__BRIEF__
Gather every line of the material below that contains the string "held", and reproduce each such line in full.

┌──

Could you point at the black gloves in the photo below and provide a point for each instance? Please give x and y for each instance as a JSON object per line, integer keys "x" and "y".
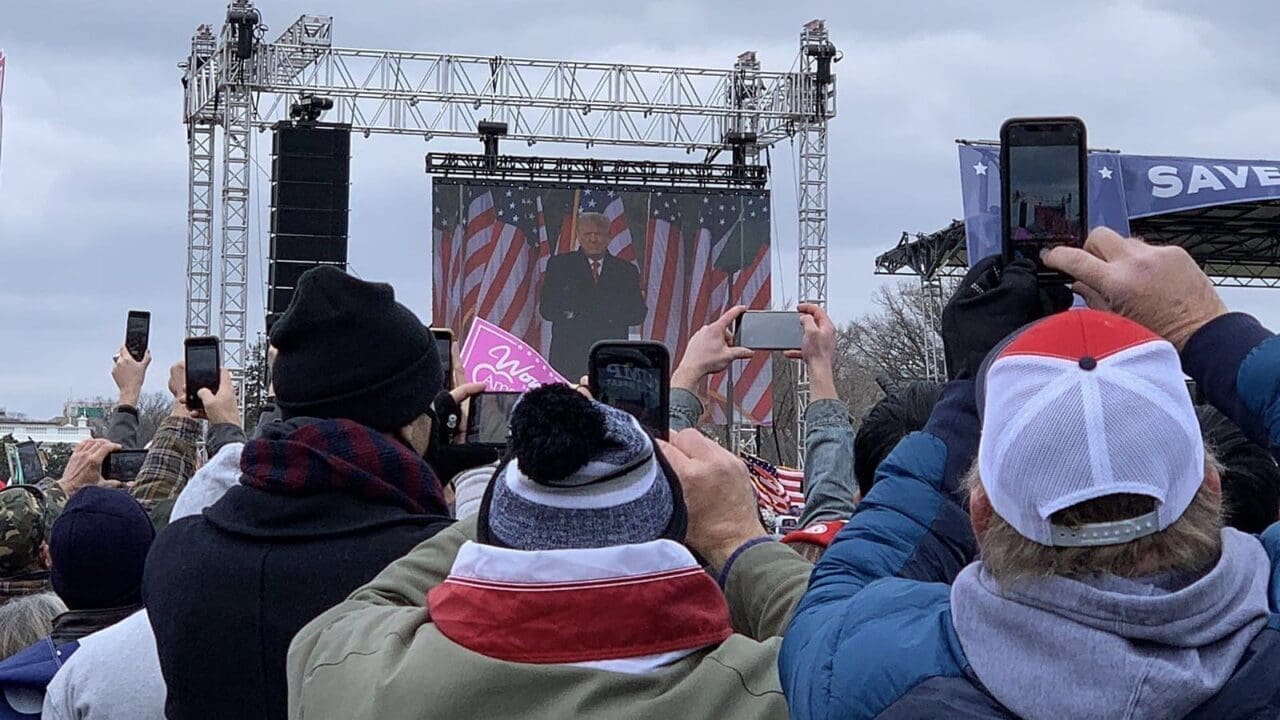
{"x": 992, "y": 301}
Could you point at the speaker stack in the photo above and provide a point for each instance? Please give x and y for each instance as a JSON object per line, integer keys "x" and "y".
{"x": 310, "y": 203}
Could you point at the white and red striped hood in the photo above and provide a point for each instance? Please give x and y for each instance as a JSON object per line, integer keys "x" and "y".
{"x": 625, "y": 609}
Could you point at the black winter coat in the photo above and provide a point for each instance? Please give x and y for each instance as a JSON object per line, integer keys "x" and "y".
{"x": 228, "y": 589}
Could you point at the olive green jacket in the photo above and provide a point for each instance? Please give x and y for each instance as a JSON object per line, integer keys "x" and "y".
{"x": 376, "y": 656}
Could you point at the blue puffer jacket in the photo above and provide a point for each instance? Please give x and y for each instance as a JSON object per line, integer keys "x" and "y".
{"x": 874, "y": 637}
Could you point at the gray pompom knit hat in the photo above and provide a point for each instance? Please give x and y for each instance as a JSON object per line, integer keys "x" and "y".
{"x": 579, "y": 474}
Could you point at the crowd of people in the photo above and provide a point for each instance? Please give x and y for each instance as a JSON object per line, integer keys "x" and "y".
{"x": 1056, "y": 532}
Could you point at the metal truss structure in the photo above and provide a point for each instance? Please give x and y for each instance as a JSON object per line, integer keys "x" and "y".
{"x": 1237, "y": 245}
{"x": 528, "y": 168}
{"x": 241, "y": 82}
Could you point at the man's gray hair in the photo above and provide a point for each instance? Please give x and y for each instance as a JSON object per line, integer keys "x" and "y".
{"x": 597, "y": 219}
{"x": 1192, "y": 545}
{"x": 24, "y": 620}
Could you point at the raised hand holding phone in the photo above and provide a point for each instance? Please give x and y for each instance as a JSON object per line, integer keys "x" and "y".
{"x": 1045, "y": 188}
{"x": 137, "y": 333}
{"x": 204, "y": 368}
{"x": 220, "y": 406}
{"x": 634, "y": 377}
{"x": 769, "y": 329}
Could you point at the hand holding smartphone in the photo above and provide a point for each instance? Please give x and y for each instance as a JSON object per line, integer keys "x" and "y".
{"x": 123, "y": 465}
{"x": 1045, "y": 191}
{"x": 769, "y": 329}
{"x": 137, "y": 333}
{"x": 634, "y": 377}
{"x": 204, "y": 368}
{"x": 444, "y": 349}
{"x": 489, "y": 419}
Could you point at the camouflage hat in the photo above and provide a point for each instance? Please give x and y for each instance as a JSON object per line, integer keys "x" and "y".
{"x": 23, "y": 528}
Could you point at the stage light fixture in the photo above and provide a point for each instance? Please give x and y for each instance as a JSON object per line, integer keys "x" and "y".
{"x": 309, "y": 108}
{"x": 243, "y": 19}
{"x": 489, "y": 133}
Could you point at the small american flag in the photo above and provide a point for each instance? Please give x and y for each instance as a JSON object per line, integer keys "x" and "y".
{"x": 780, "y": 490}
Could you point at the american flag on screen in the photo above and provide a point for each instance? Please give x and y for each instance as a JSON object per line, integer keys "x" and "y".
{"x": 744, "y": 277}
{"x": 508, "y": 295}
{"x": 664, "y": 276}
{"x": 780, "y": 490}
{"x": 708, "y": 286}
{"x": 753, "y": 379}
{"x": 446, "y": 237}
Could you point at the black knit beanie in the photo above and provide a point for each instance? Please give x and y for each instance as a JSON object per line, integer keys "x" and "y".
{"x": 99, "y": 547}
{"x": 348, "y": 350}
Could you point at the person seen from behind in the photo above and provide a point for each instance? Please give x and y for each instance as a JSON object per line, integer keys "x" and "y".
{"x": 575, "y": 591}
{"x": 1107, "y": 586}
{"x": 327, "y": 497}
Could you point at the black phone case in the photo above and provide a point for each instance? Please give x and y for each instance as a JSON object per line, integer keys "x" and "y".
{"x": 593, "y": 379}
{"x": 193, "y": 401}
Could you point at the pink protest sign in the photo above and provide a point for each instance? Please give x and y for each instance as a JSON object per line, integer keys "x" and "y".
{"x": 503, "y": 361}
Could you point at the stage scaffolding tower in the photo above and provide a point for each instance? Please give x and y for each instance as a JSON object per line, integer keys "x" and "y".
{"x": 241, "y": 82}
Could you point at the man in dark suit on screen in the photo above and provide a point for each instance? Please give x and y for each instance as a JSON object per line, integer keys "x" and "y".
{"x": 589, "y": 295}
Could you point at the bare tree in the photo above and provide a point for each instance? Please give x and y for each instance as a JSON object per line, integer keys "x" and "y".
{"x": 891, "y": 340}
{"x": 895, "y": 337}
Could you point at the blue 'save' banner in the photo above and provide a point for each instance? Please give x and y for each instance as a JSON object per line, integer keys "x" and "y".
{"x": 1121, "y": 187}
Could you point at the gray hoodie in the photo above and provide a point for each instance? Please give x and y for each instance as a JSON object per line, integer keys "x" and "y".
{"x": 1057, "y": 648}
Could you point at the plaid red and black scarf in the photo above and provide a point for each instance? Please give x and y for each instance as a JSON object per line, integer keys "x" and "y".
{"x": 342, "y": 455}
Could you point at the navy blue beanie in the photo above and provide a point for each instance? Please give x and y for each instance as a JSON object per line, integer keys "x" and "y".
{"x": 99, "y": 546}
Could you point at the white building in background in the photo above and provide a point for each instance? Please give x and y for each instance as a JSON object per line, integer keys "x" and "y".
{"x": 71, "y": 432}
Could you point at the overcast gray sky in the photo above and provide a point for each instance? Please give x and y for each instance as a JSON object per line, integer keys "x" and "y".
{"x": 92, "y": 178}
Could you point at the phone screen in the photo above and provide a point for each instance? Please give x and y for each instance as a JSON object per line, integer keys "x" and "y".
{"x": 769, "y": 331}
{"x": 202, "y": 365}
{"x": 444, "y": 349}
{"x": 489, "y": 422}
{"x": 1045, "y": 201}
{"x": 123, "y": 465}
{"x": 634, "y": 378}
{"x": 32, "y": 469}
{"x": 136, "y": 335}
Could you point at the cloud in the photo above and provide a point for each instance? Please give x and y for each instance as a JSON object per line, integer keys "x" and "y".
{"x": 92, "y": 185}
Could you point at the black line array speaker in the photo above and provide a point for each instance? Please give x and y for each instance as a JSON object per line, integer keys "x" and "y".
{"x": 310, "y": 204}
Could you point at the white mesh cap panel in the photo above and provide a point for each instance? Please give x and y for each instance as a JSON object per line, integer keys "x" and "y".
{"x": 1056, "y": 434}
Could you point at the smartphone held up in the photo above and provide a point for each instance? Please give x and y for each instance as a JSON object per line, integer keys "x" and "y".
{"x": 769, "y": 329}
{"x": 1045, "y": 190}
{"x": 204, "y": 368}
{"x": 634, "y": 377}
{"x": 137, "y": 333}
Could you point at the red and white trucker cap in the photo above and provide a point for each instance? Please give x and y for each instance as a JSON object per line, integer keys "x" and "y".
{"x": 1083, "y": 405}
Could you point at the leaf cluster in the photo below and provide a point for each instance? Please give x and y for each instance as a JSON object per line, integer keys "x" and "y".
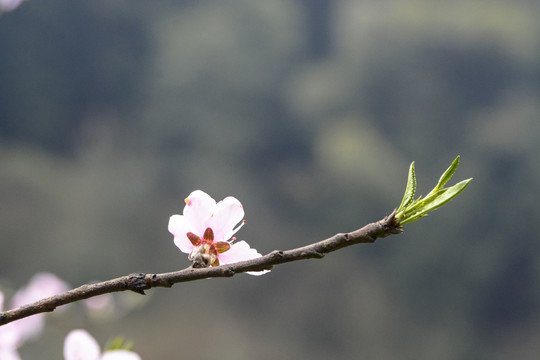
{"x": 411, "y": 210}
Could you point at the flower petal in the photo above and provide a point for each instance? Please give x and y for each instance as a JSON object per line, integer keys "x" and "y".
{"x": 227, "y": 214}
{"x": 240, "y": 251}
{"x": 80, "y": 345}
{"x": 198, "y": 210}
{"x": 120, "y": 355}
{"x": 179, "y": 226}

└──
┌──

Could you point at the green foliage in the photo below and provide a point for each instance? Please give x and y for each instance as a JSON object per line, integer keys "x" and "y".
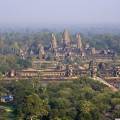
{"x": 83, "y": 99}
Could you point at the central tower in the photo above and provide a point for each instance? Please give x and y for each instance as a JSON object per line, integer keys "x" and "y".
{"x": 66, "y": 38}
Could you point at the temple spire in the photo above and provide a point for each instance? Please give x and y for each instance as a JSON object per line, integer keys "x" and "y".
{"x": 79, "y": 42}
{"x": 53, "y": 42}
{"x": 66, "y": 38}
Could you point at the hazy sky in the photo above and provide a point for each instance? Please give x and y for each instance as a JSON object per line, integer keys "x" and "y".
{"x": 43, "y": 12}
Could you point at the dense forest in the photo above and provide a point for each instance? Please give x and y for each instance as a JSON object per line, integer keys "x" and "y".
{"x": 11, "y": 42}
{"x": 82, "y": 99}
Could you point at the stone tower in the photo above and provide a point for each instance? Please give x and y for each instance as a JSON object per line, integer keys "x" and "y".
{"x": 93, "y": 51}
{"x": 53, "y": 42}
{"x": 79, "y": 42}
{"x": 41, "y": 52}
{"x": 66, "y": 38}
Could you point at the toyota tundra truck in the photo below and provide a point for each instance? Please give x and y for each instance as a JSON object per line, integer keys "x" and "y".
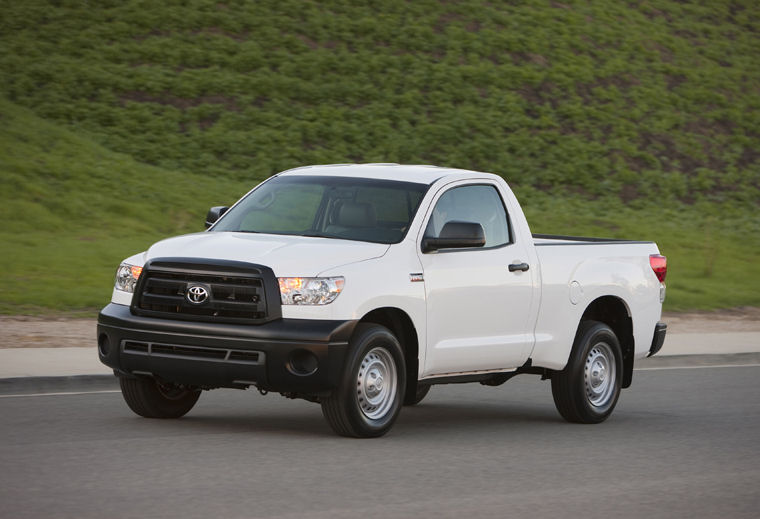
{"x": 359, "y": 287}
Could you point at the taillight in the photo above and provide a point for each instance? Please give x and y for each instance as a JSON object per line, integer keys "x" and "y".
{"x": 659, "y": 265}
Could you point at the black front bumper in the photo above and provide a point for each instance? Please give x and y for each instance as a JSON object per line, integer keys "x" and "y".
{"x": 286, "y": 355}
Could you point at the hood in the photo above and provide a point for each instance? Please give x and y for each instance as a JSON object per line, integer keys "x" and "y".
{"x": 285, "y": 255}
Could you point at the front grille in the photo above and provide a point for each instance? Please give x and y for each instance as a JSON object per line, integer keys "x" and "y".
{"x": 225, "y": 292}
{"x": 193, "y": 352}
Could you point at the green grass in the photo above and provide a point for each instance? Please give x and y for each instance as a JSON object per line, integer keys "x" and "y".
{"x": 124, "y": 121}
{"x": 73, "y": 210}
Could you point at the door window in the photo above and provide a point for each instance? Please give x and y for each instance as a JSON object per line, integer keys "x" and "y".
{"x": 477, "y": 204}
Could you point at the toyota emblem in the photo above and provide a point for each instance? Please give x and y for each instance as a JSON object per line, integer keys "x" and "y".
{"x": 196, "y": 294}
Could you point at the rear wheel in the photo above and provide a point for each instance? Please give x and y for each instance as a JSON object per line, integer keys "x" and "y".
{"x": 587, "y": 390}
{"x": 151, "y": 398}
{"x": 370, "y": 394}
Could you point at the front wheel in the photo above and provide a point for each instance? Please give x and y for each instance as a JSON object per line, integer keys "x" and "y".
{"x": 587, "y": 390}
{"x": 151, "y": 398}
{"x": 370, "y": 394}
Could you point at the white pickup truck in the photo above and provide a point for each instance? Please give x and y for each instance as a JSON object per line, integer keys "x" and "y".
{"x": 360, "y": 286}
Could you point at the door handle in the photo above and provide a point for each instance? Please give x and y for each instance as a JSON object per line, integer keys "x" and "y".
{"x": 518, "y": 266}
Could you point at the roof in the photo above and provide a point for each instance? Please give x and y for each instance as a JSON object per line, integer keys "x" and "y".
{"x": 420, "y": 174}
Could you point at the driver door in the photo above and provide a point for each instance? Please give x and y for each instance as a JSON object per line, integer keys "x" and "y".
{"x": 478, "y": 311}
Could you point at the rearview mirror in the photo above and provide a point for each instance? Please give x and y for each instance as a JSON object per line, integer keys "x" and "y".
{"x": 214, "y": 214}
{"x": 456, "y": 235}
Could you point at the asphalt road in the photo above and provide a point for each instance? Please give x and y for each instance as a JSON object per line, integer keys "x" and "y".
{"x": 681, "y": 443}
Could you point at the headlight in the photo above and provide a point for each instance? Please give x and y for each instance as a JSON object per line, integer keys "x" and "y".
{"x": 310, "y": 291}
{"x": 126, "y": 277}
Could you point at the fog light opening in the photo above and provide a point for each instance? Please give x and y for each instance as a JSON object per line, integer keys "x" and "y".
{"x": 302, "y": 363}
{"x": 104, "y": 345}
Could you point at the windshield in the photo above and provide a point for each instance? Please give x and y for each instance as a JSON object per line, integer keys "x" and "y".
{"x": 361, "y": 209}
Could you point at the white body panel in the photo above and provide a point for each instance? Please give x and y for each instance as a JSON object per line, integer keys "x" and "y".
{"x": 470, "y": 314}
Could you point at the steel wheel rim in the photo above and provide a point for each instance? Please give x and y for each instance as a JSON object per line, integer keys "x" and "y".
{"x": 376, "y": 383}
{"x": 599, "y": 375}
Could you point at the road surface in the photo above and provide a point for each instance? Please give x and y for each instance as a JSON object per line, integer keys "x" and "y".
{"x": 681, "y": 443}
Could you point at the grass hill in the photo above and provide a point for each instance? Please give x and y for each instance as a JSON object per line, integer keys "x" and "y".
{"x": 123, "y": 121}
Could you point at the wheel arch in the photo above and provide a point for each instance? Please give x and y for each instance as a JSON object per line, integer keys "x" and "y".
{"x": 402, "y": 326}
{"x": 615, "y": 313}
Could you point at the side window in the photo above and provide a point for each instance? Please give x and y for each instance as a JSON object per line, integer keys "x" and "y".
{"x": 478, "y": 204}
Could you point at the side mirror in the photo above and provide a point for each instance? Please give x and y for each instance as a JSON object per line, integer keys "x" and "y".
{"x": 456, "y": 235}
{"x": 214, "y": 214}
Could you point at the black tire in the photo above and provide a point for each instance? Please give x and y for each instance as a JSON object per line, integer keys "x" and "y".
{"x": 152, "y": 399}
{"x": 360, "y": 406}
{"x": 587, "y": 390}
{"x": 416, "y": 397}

└──

__RESULT OF THIS EXERCISE__
Could you point at the smartphone held up in the photo above and provide a point for each instance? Please give x and y for each instance as a JSON object per line, integer keys "x" and "y".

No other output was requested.